Autoethnography is actually connected to a concern I have about our provincial numeracy testing and the International Baccalaureate (IB) Middle Years Programme (MYP) Mathematics exam I mark based on a mark scheme from IB: does the assessment require personal experiences that may influence a students’ success when unpacking the questions? If I research the success students experience in the numeracy assessment, based on their cultural experiences and the type of questions they chose to do their long answers on, then I would likely be using some variation of autoethnography. I can see that this is an area where I will need to delve a little deeper. Re-reading the article and making a dictionary of terms (as was suggested in class) is on my to-do list.

Research Diary: A Tool for Scaffolding was actually a feel-good read. It clarified and justified my chosen method of working. I have always been a list and note person, documenting what was done and what needed to be done. My formats just were not in the form of a traditional diary. With our school being so focussed on email communication, my email was a big part of my diary, with even some emails sent to myself with extra comments about things I wanted to remember or look back at in a few days, months or years down. My extensive filing system for my emails helped out a number of times, particularly when decisions made by staff that had departed the school were required to sort out an issue. I had my day planner and calendar online with many notes to look back at from year to year, as well as documents for specific big tasks that listed actions taken, the order that worked from year to year, justifications for decisions made and reflections on what to try in the future. Thus, I particularly connected with certain statements in the article:

“it makes visible both the successful and (apparently) unsuccessful routes of learning and discovery so that they can be revisited and subject to analysis”, “in the research process, data collection should not be separated from reflection and analysis, as all processes feed into each other”, and “the aim of starting the journal is not usually for reflection, but as part of the data collection and to increase validity by keeping a log of decisions made”.

== Extracted information ==
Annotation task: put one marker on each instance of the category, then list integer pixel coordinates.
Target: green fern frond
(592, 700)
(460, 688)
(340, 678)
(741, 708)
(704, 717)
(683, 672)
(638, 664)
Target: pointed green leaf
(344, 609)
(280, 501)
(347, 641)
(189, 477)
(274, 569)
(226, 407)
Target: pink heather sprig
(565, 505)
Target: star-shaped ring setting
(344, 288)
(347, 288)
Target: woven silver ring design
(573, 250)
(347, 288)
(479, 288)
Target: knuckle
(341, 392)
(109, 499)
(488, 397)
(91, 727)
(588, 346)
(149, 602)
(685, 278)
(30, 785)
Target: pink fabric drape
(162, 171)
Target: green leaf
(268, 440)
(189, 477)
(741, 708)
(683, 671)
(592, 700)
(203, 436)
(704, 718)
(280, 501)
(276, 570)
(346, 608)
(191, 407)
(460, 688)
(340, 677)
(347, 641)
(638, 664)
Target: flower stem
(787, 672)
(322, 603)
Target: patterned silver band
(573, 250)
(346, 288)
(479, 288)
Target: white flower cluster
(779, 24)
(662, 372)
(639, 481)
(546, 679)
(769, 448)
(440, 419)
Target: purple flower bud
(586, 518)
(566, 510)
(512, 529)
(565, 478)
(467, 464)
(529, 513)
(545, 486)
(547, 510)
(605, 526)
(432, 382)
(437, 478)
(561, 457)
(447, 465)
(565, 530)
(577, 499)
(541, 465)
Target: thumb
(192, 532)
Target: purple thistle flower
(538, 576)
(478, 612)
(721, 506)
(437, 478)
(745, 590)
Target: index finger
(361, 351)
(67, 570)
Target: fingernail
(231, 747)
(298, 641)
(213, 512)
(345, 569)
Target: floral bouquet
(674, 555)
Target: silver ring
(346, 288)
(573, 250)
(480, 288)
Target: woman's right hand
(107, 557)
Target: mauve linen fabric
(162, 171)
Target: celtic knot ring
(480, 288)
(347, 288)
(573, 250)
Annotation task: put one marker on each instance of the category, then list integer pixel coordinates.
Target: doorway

== Set task 1 ==
From the reflection, set down everything from "Autoethnography is actually" down to "my to-do list." without changing a word.
== Set task 2 ==
According to the reflection, what did the writer's documents for specific big tasks list? Give every item.

== Expected output 1 ==
Autoethnography is actually connected to a concern I have about our provincial numeracy testing and the International Baccalaureate (IB) Middle Years Programme (MYP) Mathematics exam I mark based on a mark scheme from IB: does the assessment require personal experiences that may influence a students’ success when unpacking the questions? If I research the success students experience in the numeracy assessment, based on their cultural experiences and the type of questions they chose to do their long answers on, then I would likely be using some variation of autoethnography. I can see that this is an area where I will need to delve a little deeper. Re-reading the article and making a dictionary of terms (as was suggested in class) is on my to-do list.

== Expected output 2 ==
- Actions taken
- The order that worked from year to year
- Justifications for decisions made
- Reflections on what to try in the future